:: WHAT THE EXERCISE ASKS ::
Copy out every line exactly, passing over the pictures.

Pointing dataset excerpts

<<<<

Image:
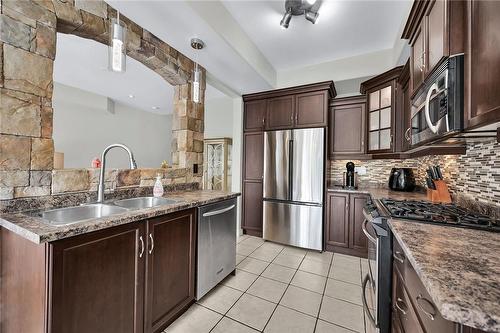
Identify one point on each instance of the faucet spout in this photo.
(133, 165)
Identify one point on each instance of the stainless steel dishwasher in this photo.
(216, 244)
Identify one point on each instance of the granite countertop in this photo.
(36, 230)
(460, 268)
(379, 193)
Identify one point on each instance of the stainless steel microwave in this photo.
(437, 108)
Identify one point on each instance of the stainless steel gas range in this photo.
(377, 283)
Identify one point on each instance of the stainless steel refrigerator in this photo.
(294, 162)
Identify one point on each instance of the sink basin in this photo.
(143, 202)
(65, 216)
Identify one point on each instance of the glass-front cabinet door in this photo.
(380, 120)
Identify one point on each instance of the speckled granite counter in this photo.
(460, 268)
(379, 193)
(38, 231)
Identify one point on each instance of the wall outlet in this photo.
(360, 170)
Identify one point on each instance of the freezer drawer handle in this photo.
(367, 234)
(365, 303)
(219, 211)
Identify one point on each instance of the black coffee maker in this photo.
(350, 177)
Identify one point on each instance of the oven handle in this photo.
(367, 234)
(431, 126)
(365, 303)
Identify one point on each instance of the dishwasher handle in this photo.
(219, 211)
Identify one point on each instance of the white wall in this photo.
(219, 118)
(83, 127)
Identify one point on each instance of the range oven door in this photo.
(370, 281)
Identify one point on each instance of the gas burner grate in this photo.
(442, 214)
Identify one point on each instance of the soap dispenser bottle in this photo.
(158, 188)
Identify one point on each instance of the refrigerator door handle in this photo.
(290, 169)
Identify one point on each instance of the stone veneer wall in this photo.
(475, 174)
(27, 51)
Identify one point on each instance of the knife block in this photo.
(441, 194)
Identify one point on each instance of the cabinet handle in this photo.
(398, 301)
(152, 243)
(142, 247)
(399, 257)
(407, 134)
(430, 315)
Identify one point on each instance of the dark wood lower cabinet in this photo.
(344, 219)
(97, 282)
(136, 278)
(170, 268)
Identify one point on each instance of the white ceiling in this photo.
(345, 28)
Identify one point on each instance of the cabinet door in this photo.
(311, 109)
(254, 118)
(280, 112)
(252, 208)
(337, 225)
(347, 129)
(253, 158)
(417, 57)
(97, 281)
(483, 63)
(357, 239)
(170, 252)
(435, 34)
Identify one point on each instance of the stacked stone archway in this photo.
(28, 31)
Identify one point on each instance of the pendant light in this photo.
(117, 46)
(196, 77)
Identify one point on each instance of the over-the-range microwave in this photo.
(437, 108)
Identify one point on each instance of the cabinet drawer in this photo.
(427, 311)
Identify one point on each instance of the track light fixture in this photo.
(308, 8)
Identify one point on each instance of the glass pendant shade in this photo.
(117, 47)
(195, 84)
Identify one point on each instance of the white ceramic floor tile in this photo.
(239, 258)
(221, 298)
(252, 311)
(345, 274)
(324, 257)
(344, 291)
(252, 265)
(265, 254)
(267, 289)
(227, 325)
(342, 313)
(325, 327)
(279, 273)
(302, 300)
(244, 250)
(286, 320)
(241, 281)
(294, 251)
(196, 319)
(315, 267)
(309, 281)
(288, 260)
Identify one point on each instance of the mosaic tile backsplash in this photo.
(475, 174)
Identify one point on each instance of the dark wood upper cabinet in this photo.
(171, 244)
(482, 64)
(254, 115)
(357, 239)
(97, 281)
(253, 156)
(311, 109)
(346, 127)
(435, 30)
(280, 112)
(337, 220)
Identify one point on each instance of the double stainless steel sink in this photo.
(70, 215)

>>>>

:: SOLVED EXERCISE ::
Image:
Identify one point on each instance of the faucet spout in this photo.
(133, 165)
Identify one point on each instance of the stainless steel dishwasher in this photo.
(216, 244)
Identify one point on each instance of the granite countertop in this photo.
(36, 230)
(460, 268)
(379, 193)
Identify one point on each instance of the stainless steel microwave in this photo.
(437, 108)
Identify one point on each instance of the stainless steel gas range in this photo.
(377, 283)
Identify one point on each instance of the stainless steel refrigerator in this photo.
(294, 162)
Identify one point on each instance of the sink basin in this photo.
(143, 202)
(65, 216)
Identify one point on each instance of the glass-front cabinet door in this photo.
(380, 120)
Identify one point on each instance of the speckled granite counter in this photo.
(460, 268)
(379, 193)
(38, 231)
Identify one point on each instance of the wall outlet in this photo.
(360, 170)
Identify one point on each instance of the freezer drawer handle in this photo.
(367, 234)
(365, 303)
(219, 211)
Identify one point on each instance of the black coffee maker in this photo.
(350, 177)
Identify one point on each instance of the oven handle in this photo.
(367, 234)
(431, 126)
(365, 303)
Identify one point on each instance of the dishwasher handle in this photo.
(219, 211)
Identify one point on each instance of the white wall in this photo.
(219, 118)
(83, 127)
Identify one point on each instance of the range oven door in this photo.
(370, 281)
Identify one point on each instance of the gas burner grate in this photo.
(442, 214)
Identify one point on each instance of the soap dispenser bottle in this photo.
(158, 188)
Identify one point on each instance of the refrigerator door handle in this photo.
(290, 169)
Identify one point on each instance of the stone veneer wall in this photo.
(475, 174)
(27, 51)
Identify one point on each instance of the knife block in this photo.
(441, 194)
Identify one point on each instance of the cabinet handle in this photo.
(398, 301)
(152, 243)
(142, 247)
(399, 257)
(407, 134)
(430, 315)
Identify one point on each instance of the dark wood lower cabinet in this photo.
(344, 219)
(97, 282)
(136, 278)
(170, 268)
Identify one point on each instance of the white ceiling in this photo.
(345, 28)
Identify one point on each instance of the cabinet door in this photo.
(311, 109)
(254, 118)
(280, 112)
(252, 208)
(337, 225)
(347, 129)
(253, 158)
(417, 57)
(97, 281)
(483, 63)
(357, 239)
(170, 252)
(435, 34)
Identify one point on each instance of the stacked stone archway in this photo.
(28, 31)
Identify one point on each instance of the pendant light in this photo.
(117, 46)
(196, 77)
Identify one point on each instance of the over-the-range microwave in this photo.
(437, 108)
Identify one point on each instance of the cabinet drawer in this photo.
(427, 311)
Identify one point on each instance of the track light fixture in this photo.
(308, 8)
Identify one point on each instance of the glass pendant shade in this photo.
(117, 47)
(195, 84)
Identify one point on each instance of the white ceramic floor tile in this photo.
(239, 258)
(221, 298)
(252, 311)
(345, 274)
(324, 257)
(344, 291)
(252, 265)
(265, 254)
(267, 289)
(227, 325)
(342, 313)
(325, 327)
(279, 273)
(302, 300)
(244, 250)
(286, 320)
(241, 281)
(294, 251)
(196, 319)
(315, 267)
(309, 281)
(288, 260)
Identify one point on each instance of the mosaic tile backsplash in this photo.
(475, 174)
Identify one point on each instance of the dark wood upper cabinet in this photo.
(171, 244)
(482, 64)
(254, 115)
(357, 239)
(97, 281)
(253, 156)
(311, 109)
(346, 127)
(435, 30)
(280, 112)
(337, 220)
Identify one point on each instance of the double stainless steel sink in this photo.
(70, 215)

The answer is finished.